**TASK GOAL**
Of the entries below, restate word for word only the section that runs from the line with "Query: dry grass" to the line with "Query: black windshield surround", counting both ends.

===============

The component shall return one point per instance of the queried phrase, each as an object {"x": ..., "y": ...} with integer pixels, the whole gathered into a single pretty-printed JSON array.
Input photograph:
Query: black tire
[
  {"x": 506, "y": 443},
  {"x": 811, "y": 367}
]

===============

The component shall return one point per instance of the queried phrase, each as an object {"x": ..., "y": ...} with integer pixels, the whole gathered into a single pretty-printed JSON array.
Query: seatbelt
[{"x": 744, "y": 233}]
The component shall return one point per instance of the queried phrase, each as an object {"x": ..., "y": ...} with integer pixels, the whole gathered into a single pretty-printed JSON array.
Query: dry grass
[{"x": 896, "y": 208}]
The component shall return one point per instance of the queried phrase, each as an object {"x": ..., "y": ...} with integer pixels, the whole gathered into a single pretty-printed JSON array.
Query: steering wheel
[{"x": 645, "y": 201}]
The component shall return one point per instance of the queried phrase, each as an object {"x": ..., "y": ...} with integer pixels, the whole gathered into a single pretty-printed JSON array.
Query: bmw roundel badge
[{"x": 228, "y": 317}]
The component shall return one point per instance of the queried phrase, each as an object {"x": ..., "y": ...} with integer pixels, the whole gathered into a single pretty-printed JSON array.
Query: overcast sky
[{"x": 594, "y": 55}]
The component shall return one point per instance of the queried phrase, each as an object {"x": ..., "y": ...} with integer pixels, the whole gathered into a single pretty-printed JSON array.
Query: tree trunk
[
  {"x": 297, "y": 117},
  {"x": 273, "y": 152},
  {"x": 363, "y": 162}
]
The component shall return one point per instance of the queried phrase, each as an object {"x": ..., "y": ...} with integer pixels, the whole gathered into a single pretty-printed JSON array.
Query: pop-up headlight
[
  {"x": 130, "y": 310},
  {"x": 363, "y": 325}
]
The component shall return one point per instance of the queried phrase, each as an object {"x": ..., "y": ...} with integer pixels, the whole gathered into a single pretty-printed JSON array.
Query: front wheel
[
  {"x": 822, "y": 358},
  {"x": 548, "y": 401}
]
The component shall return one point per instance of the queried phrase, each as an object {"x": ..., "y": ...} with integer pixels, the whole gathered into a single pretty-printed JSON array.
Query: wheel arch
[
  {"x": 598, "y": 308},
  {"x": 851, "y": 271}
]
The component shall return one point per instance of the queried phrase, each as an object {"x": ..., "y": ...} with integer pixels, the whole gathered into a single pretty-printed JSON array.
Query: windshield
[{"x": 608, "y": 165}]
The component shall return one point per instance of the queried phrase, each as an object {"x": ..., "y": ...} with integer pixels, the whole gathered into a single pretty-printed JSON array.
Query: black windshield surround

===============

**OUTPUT OF THE EXERCISE**
Query: dry grass
[{"x": 896, "y": 208}]
The component shall return one point per instance of the queried phrase, each as an object {"x": ..., "y": ...} with integer pixels, the whole gathered into a single pretty-printed JSON array.
Query: steering wheel
[{"x": 645, "y": 201}]
The component shall return one point per instance of the queried phrase, each as an object {"x": ..., "y": ...} with integer pixels, the whole gathered into a single pretty-printed JSON array.
Query: bmw roundel badge
[{"x": 228, "y": 317}]
The component shall return one point per instance of the queried phrase, each as an object {"x": ..., "y": ...} with integer pixels, the whole gathered into a single pretty-printed JSON array.
Query: overcast sky
[{"x": 594, "y": 55}]
The component shall return one point per instance of the queried phrase, each as an object {"x": ..., "y": ...} with integer pixels, the whole gathered into a single pretty-printed JSON array.
Query: tree trunk
[
  {"x": 297, "y": 117},
  {"x": 273, "y": 152},
  {"x": 363, "y": 162}
]
The component shall return one point per instance of the queried phrase, each as an object {"x": ..., "y": ...} with integer pixels, the whole gathered into a single pretty-printed JSON array.
Query: pop-up headlight
[
  {"x": 130, "y": 310},
  {"x": 363, "y": 325}
]
The component shall return one point per instance of the queried phrase, each as an object {"x": ..., "y": ...} with integer pixels, the whole gathered into a single pretty-printed JSON array.
Query: front wheel
[
  {"x": 822, "y": 358},
  {"x": 548, "y": 401}
]
The component shall return one point per instance of the queried phrase, each as an object {"x": ..., "y": ...} with integer pixels, the whole gathered into a single pretty-printed JSON array.
Query: wheel arch
[
  {"x": 598, "y": 308},
  {"x": 851, "y": 271}
]
The component shall return one point per instance of the queried phrase, each as an object {"x": ..., "y": ...} with integer pixels, the whole gathered into a single pretty-printed JSON array.
Query: windshield
[{"x": 608, "y": 165}]
The component shall return one point per instance of the queried phrase, each as an object {"x": ..., "y": ...} with integer pixels, the whole gathered into a single pretty-printed JSON array.
Query: black windshield surround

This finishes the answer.